(Information provided begins)
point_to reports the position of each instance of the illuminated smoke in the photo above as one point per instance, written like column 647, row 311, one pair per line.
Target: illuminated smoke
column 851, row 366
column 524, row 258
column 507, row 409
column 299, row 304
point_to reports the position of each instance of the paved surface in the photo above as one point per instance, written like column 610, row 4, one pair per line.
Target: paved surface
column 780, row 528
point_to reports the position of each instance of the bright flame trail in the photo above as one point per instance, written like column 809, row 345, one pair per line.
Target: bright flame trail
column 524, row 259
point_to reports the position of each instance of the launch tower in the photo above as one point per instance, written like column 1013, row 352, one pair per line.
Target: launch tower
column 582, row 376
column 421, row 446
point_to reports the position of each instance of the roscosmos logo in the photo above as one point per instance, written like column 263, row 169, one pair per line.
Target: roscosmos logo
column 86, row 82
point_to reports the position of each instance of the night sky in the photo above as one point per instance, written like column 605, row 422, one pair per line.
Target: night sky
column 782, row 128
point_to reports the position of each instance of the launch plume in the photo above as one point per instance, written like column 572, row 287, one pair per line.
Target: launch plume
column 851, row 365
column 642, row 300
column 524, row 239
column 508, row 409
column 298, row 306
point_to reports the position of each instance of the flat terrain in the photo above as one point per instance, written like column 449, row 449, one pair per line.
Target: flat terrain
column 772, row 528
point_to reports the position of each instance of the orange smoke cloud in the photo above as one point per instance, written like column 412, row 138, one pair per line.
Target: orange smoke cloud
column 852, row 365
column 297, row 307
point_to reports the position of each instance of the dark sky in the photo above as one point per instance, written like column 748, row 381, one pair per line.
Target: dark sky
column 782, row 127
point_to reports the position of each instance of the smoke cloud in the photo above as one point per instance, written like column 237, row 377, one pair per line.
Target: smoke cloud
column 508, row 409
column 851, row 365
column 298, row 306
(Information provided ends)
• **Work request**: Would you give the material above again, complete and exact?

• **Task output**:
point_to reports the position of each instance of the illuminated smoke in the photo above as one point per instance, written like column 647, row 311, one pair per line.
Target: illuminated smoke
column 851, row 366
column 524, row 258
column 507, row 409
column 299, row 304
point_to reports the position of each instance of the paved surface in the photo above as one point per instance, written like column 610, row 4, one pair per line.
Target: paved surface
column 780, row 528
point_to reports the position of each instance of the bright flame trail in the photo above as one point per instance, written like column 809, row 345, one pair per line.
Target: bright flame trail
column 524, row 259
point_to reports the position of each instance of the launch tower in the photo above as one point per instance, written like column 1013, row 352, one pair per line.
Target: launch tower
column 582, row 376
column 421, row 446
point_to reports the position of each instance of the roscosmos logo in the photo above as one point per instance, written like column 263, row 169, one pair per line.
Target: roscosmos logo
column 86, row 82
point_to reports the position of each instance of the night sky in the photo above as one point per instance, written like column 605, row 422, one pair per line.
Target: night sky
column 782, row 128
point_to reports the position of each instance of the launch plume in the photo above as one point per instance, written like column 572, row 287, one pair per line.
Target: launch plume
column 851, row 365
column 642, row 300
column 524, row 239
column 508, row 409
column 298, row 306
point_to reports the position of each instance of the flat terrain in the photo above as one point per instance, written like column 449, row 449, one pair per line.
Target: flat terrain
column 772, row 528
point_to reports the position of each instance of the orange smoke cloud in the photo above as one point per instance, written like column 412, row 138, one pair per line.
Target: orange smoke cloud
column 852, row 365
column 297, row 307
point_to reports the position of each instance of the dark sky in the photo above as one point per instance, written like column 748, row 381, one pair per line.
Target: dark sky
column 782, row 127
point_to reports the position of each instance of the smoke cloud in the photo above as one point per instance, written like column 237, row 377, one pair per line.
Target: smoke cloud
column 508, row 409
column 851, row 365
column 298, row 306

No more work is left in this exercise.